----- WORKING DATA

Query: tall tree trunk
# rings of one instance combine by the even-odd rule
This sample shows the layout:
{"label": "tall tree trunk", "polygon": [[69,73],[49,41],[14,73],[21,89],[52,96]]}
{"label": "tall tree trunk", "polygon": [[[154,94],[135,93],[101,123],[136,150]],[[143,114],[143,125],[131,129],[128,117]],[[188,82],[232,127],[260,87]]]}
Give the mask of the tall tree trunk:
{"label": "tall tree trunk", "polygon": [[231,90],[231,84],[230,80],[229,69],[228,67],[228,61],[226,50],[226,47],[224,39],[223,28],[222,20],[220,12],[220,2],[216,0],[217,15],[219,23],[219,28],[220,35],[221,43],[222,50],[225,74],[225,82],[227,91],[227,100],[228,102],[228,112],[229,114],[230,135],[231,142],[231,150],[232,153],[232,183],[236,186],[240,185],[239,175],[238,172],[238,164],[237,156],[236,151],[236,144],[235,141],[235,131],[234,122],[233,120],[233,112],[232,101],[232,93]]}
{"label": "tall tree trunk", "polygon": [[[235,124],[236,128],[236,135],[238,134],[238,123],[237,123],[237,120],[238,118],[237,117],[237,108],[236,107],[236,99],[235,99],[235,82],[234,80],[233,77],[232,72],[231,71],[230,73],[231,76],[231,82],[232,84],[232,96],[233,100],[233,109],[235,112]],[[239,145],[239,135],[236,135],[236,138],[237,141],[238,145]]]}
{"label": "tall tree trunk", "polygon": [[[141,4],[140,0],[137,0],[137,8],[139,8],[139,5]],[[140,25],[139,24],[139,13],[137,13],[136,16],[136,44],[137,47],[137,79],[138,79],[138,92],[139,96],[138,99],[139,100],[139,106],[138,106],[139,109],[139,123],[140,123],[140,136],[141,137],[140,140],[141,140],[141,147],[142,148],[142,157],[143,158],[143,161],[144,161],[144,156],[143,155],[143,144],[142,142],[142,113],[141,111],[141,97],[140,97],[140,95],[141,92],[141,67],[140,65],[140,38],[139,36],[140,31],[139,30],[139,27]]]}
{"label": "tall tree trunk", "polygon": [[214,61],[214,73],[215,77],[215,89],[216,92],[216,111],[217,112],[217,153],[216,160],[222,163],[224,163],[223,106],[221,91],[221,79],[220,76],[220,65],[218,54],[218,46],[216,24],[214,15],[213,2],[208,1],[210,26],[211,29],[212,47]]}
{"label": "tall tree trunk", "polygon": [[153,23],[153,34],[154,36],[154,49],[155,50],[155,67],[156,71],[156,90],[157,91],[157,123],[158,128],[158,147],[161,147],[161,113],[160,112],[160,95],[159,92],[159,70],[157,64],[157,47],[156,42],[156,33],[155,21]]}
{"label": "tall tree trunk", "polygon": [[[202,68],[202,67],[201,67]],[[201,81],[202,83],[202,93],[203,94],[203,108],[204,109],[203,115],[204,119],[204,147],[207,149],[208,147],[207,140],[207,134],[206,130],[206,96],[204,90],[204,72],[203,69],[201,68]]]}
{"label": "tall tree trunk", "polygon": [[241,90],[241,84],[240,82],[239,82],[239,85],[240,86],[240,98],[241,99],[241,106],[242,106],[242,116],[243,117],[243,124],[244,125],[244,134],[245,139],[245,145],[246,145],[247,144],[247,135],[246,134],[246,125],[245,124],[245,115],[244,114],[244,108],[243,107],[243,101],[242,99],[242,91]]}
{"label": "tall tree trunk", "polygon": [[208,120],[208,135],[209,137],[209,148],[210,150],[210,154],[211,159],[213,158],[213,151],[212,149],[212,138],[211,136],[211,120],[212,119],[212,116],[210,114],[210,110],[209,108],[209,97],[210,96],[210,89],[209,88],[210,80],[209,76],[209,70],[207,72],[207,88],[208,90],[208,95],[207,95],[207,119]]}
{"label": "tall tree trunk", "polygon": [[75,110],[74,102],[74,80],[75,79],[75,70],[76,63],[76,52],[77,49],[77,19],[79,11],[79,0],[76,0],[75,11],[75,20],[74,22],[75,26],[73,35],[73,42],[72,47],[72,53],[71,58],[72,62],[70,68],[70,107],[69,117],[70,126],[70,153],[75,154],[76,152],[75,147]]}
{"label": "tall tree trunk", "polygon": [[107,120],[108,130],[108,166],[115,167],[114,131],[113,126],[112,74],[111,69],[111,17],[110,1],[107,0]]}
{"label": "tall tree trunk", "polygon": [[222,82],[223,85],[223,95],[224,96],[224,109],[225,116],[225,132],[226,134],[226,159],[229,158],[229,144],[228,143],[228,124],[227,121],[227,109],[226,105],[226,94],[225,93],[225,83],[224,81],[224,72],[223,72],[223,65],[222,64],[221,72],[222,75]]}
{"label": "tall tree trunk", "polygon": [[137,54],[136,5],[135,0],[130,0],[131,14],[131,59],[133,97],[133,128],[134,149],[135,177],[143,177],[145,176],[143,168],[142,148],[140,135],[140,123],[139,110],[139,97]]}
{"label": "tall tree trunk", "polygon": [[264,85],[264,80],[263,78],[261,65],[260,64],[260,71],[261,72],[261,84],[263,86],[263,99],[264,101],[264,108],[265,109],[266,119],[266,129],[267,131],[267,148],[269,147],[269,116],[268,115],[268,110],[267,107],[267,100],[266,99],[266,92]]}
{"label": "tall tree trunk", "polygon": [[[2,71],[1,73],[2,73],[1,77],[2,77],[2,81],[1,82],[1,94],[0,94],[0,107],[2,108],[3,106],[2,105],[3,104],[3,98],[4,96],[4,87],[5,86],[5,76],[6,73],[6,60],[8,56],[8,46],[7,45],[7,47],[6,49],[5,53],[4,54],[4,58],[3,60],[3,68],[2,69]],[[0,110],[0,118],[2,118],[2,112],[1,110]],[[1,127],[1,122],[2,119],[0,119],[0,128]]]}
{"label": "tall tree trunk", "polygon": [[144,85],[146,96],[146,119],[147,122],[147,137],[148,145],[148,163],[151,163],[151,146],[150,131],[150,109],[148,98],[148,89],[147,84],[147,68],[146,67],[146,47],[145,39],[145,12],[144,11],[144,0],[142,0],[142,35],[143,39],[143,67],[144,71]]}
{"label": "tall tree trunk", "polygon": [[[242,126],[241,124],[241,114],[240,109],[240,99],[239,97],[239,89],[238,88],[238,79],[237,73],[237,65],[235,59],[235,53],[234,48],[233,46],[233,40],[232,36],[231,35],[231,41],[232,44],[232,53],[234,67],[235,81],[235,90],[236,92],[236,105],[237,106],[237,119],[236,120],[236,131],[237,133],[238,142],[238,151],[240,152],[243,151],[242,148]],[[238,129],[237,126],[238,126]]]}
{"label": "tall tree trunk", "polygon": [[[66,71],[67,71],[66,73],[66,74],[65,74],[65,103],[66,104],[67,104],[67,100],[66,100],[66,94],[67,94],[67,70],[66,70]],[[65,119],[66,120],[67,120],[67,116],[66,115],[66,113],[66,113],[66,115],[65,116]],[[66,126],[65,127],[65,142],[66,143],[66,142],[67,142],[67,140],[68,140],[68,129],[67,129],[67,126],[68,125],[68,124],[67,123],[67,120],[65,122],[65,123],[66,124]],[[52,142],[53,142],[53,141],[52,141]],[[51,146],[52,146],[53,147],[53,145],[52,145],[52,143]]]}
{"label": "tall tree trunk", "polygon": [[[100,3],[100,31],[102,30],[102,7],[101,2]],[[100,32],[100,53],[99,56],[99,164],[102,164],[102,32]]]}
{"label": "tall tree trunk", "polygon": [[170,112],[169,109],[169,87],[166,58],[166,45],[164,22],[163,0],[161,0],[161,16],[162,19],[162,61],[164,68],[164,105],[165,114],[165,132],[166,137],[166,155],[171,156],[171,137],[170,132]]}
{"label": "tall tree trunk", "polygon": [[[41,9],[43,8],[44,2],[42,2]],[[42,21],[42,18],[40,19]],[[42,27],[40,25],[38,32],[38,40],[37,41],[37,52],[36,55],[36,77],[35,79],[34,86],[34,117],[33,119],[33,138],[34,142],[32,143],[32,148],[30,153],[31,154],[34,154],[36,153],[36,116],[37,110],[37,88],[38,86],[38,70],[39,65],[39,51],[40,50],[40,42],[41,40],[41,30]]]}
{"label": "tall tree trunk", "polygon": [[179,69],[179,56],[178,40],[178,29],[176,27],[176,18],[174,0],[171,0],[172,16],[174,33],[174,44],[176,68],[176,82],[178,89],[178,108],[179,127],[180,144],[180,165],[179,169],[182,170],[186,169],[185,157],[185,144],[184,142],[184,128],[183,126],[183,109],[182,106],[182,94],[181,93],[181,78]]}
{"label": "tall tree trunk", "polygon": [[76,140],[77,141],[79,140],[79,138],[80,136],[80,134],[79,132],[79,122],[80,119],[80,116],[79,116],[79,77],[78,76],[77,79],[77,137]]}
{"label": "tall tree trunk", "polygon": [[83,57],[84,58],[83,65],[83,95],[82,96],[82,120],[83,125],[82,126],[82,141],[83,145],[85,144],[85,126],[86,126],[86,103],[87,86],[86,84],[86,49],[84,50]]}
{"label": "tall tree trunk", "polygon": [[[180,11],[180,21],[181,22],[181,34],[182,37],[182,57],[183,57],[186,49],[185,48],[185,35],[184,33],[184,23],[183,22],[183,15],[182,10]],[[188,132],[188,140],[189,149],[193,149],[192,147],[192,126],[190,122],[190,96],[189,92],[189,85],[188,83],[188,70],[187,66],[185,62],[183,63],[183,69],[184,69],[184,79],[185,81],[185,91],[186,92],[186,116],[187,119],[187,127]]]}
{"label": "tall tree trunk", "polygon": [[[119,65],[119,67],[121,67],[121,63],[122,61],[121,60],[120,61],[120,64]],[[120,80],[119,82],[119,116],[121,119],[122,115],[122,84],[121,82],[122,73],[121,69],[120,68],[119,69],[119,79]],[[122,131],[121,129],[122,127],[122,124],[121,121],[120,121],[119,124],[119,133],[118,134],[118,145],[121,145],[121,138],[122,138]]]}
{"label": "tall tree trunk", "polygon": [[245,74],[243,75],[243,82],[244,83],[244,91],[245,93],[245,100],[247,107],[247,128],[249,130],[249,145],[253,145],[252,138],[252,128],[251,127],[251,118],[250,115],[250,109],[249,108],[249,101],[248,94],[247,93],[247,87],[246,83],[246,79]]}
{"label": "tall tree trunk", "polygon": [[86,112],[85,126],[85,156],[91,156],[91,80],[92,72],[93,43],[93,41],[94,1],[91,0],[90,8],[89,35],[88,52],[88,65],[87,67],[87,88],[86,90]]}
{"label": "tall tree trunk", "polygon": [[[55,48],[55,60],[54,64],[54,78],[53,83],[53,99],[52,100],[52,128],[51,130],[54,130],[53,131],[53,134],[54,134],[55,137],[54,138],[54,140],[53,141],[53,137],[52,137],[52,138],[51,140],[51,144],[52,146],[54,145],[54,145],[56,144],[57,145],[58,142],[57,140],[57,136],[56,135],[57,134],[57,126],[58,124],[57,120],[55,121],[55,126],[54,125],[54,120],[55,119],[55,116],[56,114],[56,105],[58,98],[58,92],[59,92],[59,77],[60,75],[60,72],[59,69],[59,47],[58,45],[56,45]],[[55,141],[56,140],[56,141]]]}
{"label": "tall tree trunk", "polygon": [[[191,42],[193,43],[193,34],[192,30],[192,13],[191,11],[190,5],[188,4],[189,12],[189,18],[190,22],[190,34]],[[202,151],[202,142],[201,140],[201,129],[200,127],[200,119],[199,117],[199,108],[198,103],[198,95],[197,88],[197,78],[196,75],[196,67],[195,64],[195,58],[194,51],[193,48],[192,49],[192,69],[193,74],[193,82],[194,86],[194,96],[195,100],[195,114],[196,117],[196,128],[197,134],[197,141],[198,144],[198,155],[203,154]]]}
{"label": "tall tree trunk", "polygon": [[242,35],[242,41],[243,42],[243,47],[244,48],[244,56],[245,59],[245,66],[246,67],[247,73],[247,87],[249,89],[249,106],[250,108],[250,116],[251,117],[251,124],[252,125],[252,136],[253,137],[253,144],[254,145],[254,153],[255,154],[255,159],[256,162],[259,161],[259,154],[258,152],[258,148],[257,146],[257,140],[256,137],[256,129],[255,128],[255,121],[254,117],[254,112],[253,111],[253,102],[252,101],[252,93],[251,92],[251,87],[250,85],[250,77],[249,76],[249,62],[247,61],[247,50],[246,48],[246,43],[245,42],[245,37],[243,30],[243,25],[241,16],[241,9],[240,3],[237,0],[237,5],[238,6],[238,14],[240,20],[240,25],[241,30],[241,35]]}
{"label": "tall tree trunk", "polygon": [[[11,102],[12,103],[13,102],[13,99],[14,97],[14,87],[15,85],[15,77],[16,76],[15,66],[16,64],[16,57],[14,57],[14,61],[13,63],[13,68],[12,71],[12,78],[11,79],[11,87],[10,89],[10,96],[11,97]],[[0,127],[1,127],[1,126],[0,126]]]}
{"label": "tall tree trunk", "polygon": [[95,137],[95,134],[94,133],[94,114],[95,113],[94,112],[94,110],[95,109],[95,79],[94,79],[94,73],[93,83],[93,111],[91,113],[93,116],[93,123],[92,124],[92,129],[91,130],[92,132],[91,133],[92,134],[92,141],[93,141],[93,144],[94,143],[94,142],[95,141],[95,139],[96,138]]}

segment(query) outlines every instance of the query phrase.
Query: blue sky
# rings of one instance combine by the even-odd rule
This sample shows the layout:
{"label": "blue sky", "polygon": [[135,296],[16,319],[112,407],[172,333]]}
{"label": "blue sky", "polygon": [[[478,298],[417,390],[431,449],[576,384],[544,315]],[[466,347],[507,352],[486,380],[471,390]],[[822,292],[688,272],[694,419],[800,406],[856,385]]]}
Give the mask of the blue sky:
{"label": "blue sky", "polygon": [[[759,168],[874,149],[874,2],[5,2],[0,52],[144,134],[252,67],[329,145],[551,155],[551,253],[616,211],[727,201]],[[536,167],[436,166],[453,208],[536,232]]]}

----------

Rewrite the records from the start through the line containing "Give the mask of the tall", replacing "sample" with "example" and keeping everything else the same.

### THE COMPLETED TASK:
Query: tall tree trunk
# rings of one instance combine by the even-odd rule
This example shows the layout:
{"label": "tall tree trunk", "polygon": [[69,73],[49,41],[14,73],[21,89],[52,96]]}
{"label": "tall tree trunk", "polygon": [[[154,94],[135,93],[101,123],[136,150]],[[143,114],[143,125],[131,129],[128,117]],[[188,82],[232,127],[260,87]]]}
Give the mask of the tall tree trunk:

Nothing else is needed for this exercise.